▶ _DOCUMENTO FUENTE_

La economía ha fallado miserablemente, especialmente cuando —no sin algún dejo de egocentrismo, tiene pretensiones de ciencia exacta— olvida que su fin, a diferencia de lo que dicen los decálogos de la ortodoxia, no es la resolución del problema de la escasez, sino uno harto más complejo: la mejora de las condiciones de vida de todas las personas.
Nuestro país, si prestamos atención, es riquísimo para observar estas contradicciones y paradojas. Por ejemplo, inflación negativa no se refleja en disminución en el costo de la vida, sobre todo en el costo de los productos que son de mayor consumo de las personas con menores ingresos.
Otro ejemplo: una proyección de crecimiento para el 2024 de 4.3% (según BCCR), pero ese crecimiento no representa mejora en la producción de todos los sectores, todo lo opuesto, hay muchas “Costa Ricas”: la rural, la urbana, la formal y la informal, la joven y la más madura, etc. La desigualdad en la distribución del ingreso es ingente: el 10% más rico ostenta el 55% del ingreso y el 68% de la riqueza, mientras que el 50% más pobre apenas tiene el 2.7% del ingreso y el 6% de la riqueza disponible.

▶ _INFORMACIÓN PROPORCIONADA_
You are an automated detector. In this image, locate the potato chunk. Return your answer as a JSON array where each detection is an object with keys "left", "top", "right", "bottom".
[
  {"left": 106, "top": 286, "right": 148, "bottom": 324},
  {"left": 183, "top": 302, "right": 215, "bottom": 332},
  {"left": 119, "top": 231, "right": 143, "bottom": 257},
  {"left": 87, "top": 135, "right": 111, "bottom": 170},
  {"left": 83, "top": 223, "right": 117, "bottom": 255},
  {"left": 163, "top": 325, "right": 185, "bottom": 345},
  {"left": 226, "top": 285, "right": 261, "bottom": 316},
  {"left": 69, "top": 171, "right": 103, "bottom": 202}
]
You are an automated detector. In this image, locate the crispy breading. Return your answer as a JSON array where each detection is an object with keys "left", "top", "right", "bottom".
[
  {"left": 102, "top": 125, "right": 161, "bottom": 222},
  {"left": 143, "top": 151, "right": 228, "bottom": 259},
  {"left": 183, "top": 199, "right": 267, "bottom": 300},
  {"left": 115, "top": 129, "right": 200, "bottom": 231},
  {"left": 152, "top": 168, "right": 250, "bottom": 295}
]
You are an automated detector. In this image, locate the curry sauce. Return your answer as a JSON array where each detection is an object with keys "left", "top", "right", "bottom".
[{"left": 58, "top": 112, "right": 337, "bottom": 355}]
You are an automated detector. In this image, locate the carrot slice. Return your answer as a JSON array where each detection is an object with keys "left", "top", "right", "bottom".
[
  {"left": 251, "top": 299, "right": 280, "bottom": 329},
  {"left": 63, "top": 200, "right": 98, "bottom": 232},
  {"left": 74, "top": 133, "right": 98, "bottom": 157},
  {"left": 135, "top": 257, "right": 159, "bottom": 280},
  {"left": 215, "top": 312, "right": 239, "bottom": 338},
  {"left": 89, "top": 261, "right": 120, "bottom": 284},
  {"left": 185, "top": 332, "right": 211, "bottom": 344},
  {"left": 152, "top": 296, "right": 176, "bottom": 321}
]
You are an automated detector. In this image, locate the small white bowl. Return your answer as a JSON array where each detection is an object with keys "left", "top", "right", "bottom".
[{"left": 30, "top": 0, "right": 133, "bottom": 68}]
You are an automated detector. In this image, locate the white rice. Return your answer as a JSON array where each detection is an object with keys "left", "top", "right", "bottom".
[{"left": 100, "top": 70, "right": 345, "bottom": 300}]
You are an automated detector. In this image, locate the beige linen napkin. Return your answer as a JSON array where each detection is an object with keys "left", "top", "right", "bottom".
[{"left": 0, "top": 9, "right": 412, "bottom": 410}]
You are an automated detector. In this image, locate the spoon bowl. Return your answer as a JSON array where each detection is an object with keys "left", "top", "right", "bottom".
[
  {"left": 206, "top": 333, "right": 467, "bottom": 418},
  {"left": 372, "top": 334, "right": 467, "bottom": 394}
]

▶ _USANDO LA INFORMACIÓN_
- A) Enumera todas las "Costa Ricas" que se nombran en el texto sobre economía.
- B) Repite sin cambios el fragmento del texto sobre economía que va desde "Nuestro país, si" hasta "la riqueza disponible.", ambos incluidos.
- C) Según el texto sobre economía, ¿por qué ha fallado la economía? Respóndelo en una a tres oraciones.

▶ _RESPUESTAS POR TAREA_
- A) La rural, la urbana, la formal, la informal, la joven y la más madura.

- B)
Nuestro país, si prestamos atención, es riquísimo para observar estas contradicciones y paradojas. Por ejemplo, inflación negativa no se refleja en disminución en el costo de la vida, sobre todo en el costo de los productos que son de mayor consumo de las personas con menores ingresos.
Otro ejemplo: una proyección de crecimiento para el 2024 de 4.3% (según BCCR), pero ese crecimiento no representa mejora en la producción de todos los sectores, todo lo opuesto, hay muchas “Costa Ricas”: la rural, la urbana, la formal y la informal, la joven y la más madura, etc. La desigualdad en la distribución del ingreso es ingente: el 10% más rico ostenta el 55% del ingreso y el 68% de la riqueza, mientras que el 50% más pobre apenas tiene el 2.7% del ingreso y el 6% de la riqueza disponible.

- C) Ha fallado porque olvida que su fin no es resolver el problema de la escasez. Su fin es uno mucho más complejo: mejorar las condiciones de vida de todas las personas. Esto ocurre sobre todo cuando pretende ser una ciencia exacta.